__What this task involves__: Repeat each of the rows below word for word, leaving the pictures out of your answer.

__Data extract__:
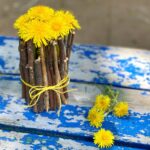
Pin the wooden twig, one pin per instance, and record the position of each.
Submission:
(50, 73)
(30, 51)
(63, 62)
(57, 76)
(23, 62)
(69, 46)
(45, 79)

__Output below__:
Pin the wooden twig, one pin per instance, and record the position of each.
Submission:
(50, 73)
(30, 51)
(63, 62)
(57, 76)
(23, 62)
(69, 46)
(45, 79)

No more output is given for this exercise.